** Records from a data collection **
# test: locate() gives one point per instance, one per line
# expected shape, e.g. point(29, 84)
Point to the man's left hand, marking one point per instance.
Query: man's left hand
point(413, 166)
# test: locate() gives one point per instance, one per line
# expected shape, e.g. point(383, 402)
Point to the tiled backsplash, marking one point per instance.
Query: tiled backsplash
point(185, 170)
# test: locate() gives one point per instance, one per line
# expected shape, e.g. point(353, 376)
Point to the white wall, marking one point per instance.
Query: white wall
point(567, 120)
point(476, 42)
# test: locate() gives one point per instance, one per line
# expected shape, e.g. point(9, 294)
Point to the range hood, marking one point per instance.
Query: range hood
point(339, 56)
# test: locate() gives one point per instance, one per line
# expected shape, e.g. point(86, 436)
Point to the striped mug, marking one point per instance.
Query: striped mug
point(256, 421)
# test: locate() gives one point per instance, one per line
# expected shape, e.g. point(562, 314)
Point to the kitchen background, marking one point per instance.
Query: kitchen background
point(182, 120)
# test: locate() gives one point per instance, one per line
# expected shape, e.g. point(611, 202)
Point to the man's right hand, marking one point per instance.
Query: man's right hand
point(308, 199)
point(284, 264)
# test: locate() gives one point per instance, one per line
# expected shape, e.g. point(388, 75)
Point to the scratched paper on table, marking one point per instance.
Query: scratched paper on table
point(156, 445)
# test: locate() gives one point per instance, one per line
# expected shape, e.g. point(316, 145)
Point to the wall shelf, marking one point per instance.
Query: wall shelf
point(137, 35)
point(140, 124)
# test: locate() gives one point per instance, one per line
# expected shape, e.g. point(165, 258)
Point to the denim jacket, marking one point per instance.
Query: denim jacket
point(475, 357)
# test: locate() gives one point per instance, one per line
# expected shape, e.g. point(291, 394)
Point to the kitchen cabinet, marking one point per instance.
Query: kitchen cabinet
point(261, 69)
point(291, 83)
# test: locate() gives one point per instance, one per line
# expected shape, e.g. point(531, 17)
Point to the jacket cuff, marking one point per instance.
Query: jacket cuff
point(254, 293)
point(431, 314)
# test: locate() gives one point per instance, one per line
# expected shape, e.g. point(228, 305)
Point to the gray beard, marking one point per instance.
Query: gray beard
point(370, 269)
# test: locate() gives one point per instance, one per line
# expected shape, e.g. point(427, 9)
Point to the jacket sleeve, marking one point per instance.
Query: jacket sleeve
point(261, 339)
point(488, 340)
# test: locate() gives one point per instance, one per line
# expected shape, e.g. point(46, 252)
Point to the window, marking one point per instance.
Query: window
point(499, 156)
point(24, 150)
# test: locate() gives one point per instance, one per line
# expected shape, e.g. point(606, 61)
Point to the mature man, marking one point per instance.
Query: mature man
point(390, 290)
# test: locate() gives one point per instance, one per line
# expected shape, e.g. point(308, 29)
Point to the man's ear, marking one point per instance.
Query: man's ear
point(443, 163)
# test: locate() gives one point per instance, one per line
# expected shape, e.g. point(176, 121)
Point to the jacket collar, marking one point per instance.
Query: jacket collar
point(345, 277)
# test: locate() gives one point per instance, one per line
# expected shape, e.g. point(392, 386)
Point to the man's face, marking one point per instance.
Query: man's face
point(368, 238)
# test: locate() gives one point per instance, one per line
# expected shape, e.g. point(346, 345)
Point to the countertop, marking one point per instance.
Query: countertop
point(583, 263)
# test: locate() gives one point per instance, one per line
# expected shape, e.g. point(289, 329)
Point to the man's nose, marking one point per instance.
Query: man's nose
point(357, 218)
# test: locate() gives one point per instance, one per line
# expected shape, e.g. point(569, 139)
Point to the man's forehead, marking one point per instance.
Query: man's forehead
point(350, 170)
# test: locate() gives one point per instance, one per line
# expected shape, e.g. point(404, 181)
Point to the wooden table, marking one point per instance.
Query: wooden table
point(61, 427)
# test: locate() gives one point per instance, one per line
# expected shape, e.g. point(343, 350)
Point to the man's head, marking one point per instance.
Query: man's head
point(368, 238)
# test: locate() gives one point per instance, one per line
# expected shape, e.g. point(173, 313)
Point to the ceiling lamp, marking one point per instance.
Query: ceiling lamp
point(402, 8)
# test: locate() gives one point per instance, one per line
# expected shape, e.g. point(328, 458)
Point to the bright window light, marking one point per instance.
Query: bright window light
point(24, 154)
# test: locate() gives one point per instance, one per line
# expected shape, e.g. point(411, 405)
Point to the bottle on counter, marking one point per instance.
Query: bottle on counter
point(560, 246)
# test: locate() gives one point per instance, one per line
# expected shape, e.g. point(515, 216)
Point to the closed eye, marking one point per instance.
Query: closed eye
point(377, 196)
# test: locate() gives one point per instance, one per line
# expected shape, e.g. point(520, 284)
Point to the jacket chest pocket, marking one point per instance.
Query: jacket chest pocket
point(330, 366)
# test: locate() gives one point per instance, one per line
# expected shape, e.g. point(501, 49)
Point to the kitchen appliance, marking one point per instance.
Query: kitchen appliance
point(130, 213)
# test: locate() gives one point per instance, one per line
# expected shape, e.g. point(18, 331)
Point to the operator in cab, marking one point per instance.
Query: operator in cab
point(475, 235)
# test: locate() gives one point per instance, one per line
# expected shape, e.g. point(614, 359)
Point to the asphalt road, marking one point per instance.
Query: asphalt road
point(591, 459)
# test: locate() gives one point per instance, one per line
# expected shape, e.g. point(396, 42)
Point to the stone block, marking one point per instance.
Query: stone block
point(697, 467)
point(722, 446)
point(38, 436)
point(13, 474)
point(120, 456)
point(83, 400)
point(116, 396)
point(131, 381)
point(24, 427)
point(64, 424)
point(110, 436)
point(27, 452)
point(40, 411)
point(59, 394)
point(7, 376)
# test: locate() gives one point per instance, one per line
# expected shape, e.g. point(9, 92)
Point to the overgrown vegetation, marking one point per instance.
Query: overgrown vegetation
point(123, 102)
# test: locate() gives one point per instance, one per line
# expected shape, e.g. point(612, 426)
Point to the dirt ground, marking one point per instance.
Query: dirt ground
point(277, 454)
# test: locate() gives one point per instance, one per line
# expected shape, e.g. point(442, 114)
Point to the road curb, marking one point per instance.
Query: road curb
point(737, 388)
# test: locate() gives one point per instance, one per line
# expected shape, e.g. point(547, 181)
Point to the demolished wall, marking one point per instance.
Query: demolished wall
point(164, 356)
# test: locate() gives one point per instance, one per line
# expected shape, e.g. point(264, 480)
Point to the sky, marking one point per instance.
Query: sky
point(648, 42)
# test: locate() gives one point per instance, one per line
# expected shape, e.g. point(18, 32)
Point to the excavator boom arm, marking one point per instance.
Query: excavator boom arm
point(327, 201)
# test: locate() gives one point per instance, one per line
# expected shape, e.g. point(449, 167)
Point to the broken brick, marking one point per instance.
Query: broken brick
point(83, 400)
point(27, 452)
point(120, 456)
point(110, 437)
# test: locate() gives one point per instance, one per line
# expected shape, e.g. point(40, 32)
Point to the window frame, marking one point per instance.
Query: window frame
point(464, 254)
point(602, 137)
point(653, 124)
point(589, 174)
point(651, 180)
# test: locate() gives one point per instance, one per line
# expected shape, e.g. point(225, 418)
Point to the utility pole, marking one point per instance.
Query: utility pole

** Written request **
Which lines in the records above contain the string "asphalt"? List each of those lines in full.

** Answer in full **
Point to the asphalt road, marking one point per instance.
Query: asphalt road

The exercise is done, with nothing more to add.